** BEGIN Excerpted text **

On his albums, Philadelphia rocker Kurt Vile presents a lackadaisical swagger, riffing on fatherhood and relaxation with a vocal delivery like Bob Dylan on muscle relaxants, and layering his smoky sound with long and ambling compositions.
But in conversation, Vile is excitable, with a stutter that emerges when he fights to finish a thought faster than his mouth can move, especially when talk of the influences on his ambitious and well-received new album, "Wakin' on a Pretty Daze," veers toward a tangent on early-1980s new wave songs.
"I remember we'd always used to watch videos in my cousin [and ex-drummer] Dan Bower's basement, and I was totally obsessed — even now — with the Gary Numan song 'Are Friends Electric?' " the 33-year-old guitarist recalls from his home in Philadelphia, while on break from a tour that will stop Friday night at Miami's Grand Central. "Some weird, early-'80s stuff made its way into this album, for sure. [The song] 'Was All Talk' sounds like 'Boys of Summer.' I heard [Don] Henley's version and then mine, and then, I was like, 'Screw it, I'm not changing the opening riff.' "

** END Excerpted text **

Goal 1:
Please transcribe the part of the Kurt Vile article between "On his albums, Philadelphia" and "new wave songs.", inclusive.

** BEGIN Exercise input **

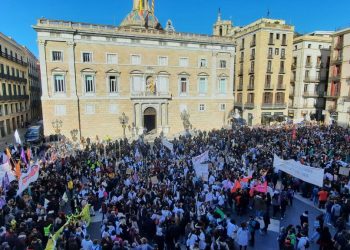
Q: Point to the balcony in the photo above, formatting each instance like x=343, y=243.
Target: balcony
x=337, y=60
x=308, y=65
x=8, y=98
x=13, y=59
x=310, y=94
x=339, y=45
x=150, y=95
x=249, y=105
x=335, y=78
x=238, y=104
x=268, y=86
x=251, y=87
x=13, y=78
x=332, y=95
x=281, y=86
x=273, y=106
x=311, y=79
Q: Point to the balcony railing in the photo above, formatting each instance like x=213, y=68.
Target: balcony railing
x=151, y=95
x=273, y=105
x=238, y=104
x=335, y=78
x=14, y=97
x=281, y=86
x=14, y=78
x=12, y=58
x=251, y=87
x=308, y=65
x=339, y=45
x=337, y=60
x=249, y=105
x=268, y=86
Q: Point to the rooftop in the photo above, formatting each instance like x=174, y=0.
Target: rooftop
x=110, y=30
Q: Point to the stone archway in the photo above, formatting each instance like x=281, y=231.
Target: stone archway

** END Exercise input **

Goal 2:
Present the lines of the listing from the one holding "Q: Point to the stone" through the end of the listing, inclusive, as a Markdown table with the columns Row and Line. Leave out blank lines.

Written solution 1:
On his albums, Philadelphia rocker Kurt Vile presents a lackadaisical swagger, riffing on fatherhood and relaxation with a vocal delivery like Bob Dylan on muscle relaxants, and layering his smoky sound with long and ambling compositions.
But in conversation, Vile is excitable, with a stutter that emerges when he fights to finish a thought faster than his mouth can move, especially when talk of the influences on his ambitious and well-received new album, "Wakin' on a Pretty Daze," veers toward a tangent on early-1980s new wave songs.

Written solution 2:
| Row | Line |
|---|---|
| 1 | Q: Point to the stone archway in the photo above, formatting each instance like x=281, y=231. |
| 2 | Target: stone archway |